#### [Your objective]
Output the data below in full, character for character.

#### [Named object pointing entries]
"""

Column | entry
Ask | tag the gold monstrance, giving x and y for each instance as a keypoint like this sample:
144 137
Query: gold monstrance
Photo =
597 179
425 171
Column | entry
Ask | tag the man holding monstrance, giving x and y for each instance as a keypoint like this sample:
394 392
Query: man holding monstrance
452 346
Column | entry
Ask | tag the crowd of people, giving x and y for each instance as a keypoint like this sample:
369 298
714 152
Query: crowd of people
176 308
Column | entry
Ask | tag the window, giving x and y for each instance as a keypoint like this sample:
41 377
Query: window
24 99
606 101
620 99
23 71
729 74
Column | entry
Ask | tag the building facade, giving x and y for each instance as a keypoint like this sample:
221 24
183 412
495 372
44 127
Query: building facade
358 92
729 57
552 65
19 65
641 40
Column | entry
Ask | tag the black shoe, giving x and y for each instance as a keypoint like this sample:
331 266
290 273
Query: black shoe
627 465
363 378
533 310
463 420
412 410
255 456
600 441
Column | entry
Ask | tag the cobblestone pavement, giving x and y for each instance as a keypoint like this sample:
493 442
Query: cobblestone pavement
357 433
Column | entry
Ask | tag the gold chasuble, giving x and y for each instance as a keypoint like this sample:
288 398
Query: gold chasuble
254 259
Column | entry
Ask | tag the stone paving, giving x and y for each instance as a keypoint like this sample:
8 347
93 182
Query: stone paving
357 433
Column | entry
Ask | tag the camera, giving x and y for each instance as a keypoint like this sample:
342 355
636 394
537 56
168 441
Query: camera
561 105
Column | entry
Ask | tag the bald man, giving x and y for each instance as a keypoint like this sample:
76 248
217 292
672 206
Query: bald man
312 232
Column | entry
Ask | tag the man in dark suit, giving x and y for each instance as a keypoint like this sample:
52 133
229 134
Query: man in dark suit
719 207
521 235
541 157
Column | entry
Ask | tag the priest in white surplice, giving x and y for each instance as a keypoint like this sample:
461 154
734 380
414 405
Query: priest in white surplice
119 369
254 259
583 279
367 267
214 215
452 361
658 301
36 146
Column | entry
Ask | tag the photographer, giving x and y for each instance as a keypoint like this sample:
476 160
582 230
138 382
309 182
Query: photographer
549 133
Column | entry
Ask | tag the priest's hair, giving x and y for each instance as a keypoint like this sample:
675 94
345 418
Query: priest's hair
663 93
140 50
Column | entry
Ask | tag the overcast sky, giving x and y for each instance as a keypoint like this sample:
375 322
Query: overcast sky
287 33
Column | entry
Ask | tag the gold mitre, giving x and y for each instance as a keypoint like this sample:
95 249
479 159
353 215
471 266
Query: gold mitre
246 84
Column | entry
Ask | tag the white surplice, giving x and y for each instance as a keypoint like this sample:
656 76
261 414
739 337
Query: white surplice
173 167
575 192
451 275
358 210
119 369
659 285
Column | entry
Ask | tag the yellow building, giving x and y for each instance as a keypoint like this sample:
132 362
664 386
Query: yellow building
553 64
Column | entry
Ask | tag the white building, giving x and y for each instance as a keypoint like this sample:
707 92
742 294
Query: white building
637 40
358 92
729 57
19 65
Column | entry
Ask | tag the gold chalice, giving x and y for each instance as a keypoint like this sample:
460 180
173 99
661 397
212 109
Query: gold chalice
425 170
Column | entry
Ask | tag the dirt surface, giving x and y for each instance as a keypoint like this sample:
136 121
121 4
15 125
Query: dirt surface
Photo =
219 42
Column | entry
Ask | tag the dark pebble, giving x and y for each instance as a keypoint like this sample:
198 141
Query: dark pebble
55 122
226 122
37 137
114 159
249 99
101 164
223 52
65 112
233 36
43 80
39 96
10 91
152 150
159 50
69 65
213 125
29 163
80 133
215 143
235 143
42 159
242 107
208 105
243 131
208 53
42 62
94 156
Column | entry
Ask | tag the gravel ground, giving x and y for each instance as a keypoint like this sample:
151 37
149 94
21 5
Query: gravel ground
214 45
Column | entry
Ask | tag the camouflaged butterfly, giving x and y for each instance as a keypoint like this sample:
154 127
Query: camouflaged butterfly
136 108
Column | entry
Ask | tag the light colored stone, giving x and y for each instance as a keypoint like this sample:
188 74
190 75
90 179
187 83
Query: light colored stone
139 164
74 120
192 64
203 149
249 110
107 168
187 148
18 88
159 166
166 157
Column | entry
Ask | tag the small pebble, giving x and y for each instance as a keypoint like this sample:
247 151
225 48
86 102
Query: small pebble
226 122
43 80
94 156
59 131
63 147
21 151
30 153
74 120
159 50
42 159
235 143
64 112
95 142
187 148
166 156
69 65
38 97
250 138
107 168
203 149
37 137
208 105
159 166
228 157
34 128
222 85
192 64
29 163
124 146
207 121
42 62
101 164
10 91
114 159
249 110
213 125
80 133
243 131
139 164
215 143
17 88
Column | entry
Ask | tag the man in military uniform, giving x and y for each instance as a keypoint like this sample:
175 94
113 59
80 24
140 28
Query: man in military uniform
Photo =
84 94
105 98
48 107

"""

#### [Solved problem]
Column | entry
Ask | tag the gold monstrance, giving x and y for each instance as a keypoint like this sample:
144 137
Query: gold monstrance
Photo =
597 179
425 171
Column | entry
Ask | tag the man holding monstrance, giving x and y for each instance as a keypoint like this sample:
394 392
Query: man holding monstrance
452 346
Column | entry
Ask | tag the crowd of people, giving x and y for each instance as a keypoint like this sample:
369 298
714 152
Query: crowd of people
176 308
Column | entry
Ask | tag the window, giving x and y for each instance as a keypoint like this sample:
41 377
Query: window
24 99
606 101
620 99
23 71
729 74
Column | entry
Ask | tag the building facade, giving x and y for each instance as a keypoint like this sample:
221 24
183 412
495 372
44 127
Query: building facade
358 92
729 57
552 65
19 65
641 40
Column | entry
Ask | tag the black shoe, giving x and y for each instance as a keypoint like this sample:
331 266
290 273
Query: black shoe
627 465
363 378
533 310
463 420
412 410
255 456
600 441
Column | entry
Ask | tag the cobblestone pavement, giving x and y for each instance as a keypoint like this sample:
493 442
Query: cobblestone pavement
357 433
Column | entry
Ask | tag the gold chasuble, giving x and y for each instance as a keypoint like this sample:
288 398
Query: gold chasuble
254 259
Column | entry
Ask | tag the stone paving, giving x and y for each instance as a keypoint like this sample:
8 347
93 182
Query: stone paving
357 433
Column | entry
Ask | tag the camera, giving x and y for each instance as a keypoint like this sample:
342 355
636 394
537 56
168 441
Query: camera
561 105
Column | entry
Ask | tag the bald man, giving x and y for each instance as a keypoint like this sample:
76 248
217 292
672 206
Query: bald man
312 232
Column | entry
Ask | tag the man in dark suit, giving x and y for each instance as a keypoint like this sample:
52 133
229 134
Query: man in dark suit
719 207
521 235
541 157
Column | entry
Ask | tag the priest in white surplice, giving x and y for each instance as a keypoint like this sample:
461 154
734 380
414 405
Query: priest in white surplice
119 369
254 259
583 279
367 267
214 215
452 361
658 301
36 146
Column | entry
Ask | tag the photographer, giving x and y for each instance as a keypoint like this sample:
476 160
582 230
138 382
309 182
Query: photographer
549 133
Column | entry
Ask | tag the priest's hair, giving x and y for each instance as a keypoint like this sample:
675 94
345 418
Query: priest's hair
663 93
140 50
Column | entry
Ask | tag the overcast sky, giving x and y for each instance as a keypoint like this sample:
375 322
Query: overcast sky
287 33
Column | entry
Ask | tag the gold mitre, giving x and y for each instance as a keypoint like this sample:
95 249
479 159
353 215
471 266
Query: gold mitre
246 84
Column | entry
Ask | tag the white surplice, giving x and y for each instance as a keypoint like this sample:
656 76
261 414
739 337
Query: white surplice
173 167
575 192
451 275
358 210
119 369
659 285
Column | entry
Ask | tag the yellow building, giving x and y for each instance as a keypoint like this sample:
132 362
664 386
Query: yellow building
553 64
Column | entry
Ask | tag the white building, giving x and y for each instance as a keypoint like this sample:
707 92
742 294
Query: white building
637 40
358 92
729 57
19 65
Column | entry
Ask | tag the gold chalice, giving x and y for each instance as a keypoint like this sample:
460 180
173 99
661 397
212 109
Query: gold chalice
425 170
Column | entry
Ask | tag the dirt surface, giving x and y for each instance as a keypoint like this sample:
136 121
121 4
15 125
Query: dirt surface
Photo =
219 42
Column | entry
Ask | tag the dark pebble, giving x and y for each instance as a keypoint like this sample:
198 141
Query: dark pebble
55 122
226 122
37 137
114 159
249 99
101 164
223 52
65 112
233 36
43 80
39 96
10 91
152 150
159 50
69 65
213 125
29 163
80 133
215 143
235 143
42 159
242 107
208 105
243 131
208 53
42 62
94 156
Column | entry
Ask | tag the gravel ground, giving x and y for each instance as a keypoint like this sample:
151 37
149 94
21 5
Query: gravel ground
214 45
Column | entry
Ask | tag the camouflaged butterfly, giving x and y for each instance as a keypoint like this sample:
154 127
Query: camouflaged butterfly
136 108
Column | entry
Ask | tag the light colored stone, giving x and y for each instance as a keypoint like this sample:
188 74
190 75
90 179
187 83
Query: light colored stone
139 164
74 120
192 64
203 149
249 110
107 168
187 148
18 88
159 166
166 157
Column | entry
Ask | tag the small pebble, giving x and y for each instance as a keypoint like this sample:
247 151
225 48
86 102
Query: small pebble
226 122
43 80
94 156
59 131
63 147
21 151
30 153
74 120
159 50
42 159
235 143
64 112
95 142
187 148
166 156
69 65
38 97
250 138
107 168
203 149
37 137
208 105
159 166
228 157
34 128
222 85
192 64
29 163
124 146
207 121
42 62
101 164
10 91
114 159
249 110
213 125
80 133
243 131
139 164
215 143
17 88
Column | entry
Ask | tag the man in military uniform, giving x and y for each instance as a keypoint like this sample:
175 94
113 59
80 24
140 28
Query: man in military uniform
Photo =
84 94
105 98
48 107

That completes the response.